> **Directive**
In the court opinion on warrantless arrest, copy everything from "Defendant contends that" down to "S.E. 2d 53.".

> **Text excerpt**
◇ ◇ ◇ ◇

Defendant contends that the admission of his alleged confession violated his constitutional rights because it was the product of illegal custodial interrogation. He contends that he was arrested and detained without probable cause.
An arrest without a warrant, except as authorized by-statute, is illegal. State v. Mobley, 240 N.C. 476, 83 S.E. 2d 100; State v. Moore, 275 N.C. 141, 166 S.E. 2d 53.
G.S. 15-41, in part, provides: “A peace officer may without a warrant arrest a person .... (2) When the officer has reasonable ground to believe that the person to be arrested has committed a felony and will evade arrest if not immediately taken into custody.”
It is well recognized that a description of either a person or an automobile may furnish reasonable ground for arresting and detaining a criminal suspect. Holmgren, What are Reasonable Grounds for an Arrest, 42 Chi-Kent L. Rev. 101 (1965).
This Court has held that reasonable grounds existed in a case where the arresting officer had information that a robbery had been committed by a person who fled and the officer was furnished a description of the assailant and the clothing which he wore. The officer was also advised that the assailant had a cut on his leg and that he could probably be found at a certain address. Upon arriving at the given address, he found defendant, whose appearance coincided with the description furnished, and arrest was made without warrant. State v. Grier, 268 N.C. 296, 150 S.E. 2d 443.
In the case of State v. Pearson and State v. Belk, 269 N.C. 725, 153 S.E. 2d 494, the victim of a robbery gave officers a description of the men who robbed him and the vehicle in which they were riding. On the same night men fitting the description given the officers and riding in a vehicle similar to the one described to the officers were apprehended and arrested by the officers. This Court held that the officers had ample evidence of probable cause to authorize the making of the arrest. See also *155State v. Tippett, 270 N.C. 588, 155 S.E. 2d 269; State v. Bell, 270 N.C. 25, 153 S.E. 2d 741; State v. Hamilton, 264 N.C. 277, 141 S.E. 2d 506, cert. den. 384 U.S. 1020, 16 L. ed. 2d 1044, 86 S. Ct. 1936; McCray v. Illinois, 386 U.S. 300, 18 L. ed. 2d 62, 87 S. Ct. 1056, for other cases which hold arrests without warrant are proper because the officers had reasonable ground to believe that the person arrested had committed a felony.

◇ ◇ ◇ ◇

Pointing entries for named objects
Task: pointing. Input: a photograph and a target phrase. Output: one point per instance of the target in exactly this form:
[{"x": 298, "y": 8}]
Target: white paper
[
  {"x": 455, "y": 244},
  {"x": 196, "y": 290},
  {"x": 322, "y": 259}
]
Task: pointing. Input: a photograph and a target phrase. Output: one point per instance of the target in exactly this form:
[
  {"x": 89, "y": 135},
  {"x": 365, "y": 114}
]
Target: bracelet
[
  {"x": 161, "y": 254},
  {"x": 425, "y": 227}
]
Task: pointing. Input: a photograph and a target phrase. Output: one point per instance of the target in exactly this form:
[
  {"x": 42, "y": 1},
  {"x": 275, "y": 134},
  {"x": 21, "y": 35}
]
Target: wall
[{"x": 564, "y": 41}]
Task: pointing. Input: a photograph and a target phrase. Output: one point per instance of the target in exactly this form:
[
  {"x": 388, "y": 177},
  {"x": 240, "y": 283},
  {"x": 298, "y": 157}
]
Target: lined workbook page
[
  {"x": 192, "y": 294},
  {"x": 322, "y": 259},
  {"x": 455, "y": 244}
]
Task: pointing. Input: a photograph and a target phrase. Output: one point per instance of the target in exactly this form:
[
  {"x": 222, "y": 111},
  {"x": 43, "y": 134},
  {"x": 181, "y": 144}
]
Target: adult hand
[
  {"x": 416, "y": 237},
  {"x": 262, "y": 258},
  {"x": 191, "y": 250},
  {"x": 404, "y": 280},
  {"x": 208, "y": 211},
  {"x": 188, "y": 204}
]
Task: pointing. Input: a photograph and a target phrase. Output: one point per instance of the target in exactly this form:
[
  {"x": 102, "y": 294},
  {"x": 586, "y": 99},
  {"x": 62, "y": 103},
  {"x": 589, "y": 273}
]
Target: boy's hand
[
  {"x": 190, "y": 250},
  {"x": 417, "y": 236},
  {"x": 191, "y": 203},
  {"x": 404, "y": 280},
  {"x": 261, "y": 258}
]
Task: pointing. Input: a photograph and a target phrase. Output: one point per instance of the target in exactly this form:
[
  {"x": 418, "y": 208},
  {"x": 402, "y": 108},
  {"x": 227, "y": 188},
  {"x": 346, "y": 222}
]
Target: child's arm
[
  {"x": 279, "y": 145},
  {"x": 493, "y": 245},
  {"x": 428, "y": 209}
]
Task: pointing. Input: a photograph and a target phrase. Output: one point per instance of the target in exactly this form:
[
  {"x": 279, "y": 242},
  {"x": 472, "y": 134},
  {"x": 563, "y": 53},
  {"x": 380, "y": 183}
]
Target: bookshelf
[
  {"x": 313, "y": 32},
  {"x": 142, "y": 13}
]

◇ ◇ ◇ ◇

> **Completed task**
Defendant contends that the admission of his alleged confession violated his constitutional rights because it was the product of illegal custodial interrogation. He contends that he was arrested and detained without probable cause.
An arrest without a warrant, except as authorized by-statute, is illegal. State v. Mobley, 240 N.C. 476, 83 S.E. 2d 100; State v. Moore, 275 N.C. 141, 166 S.E. 2d 53.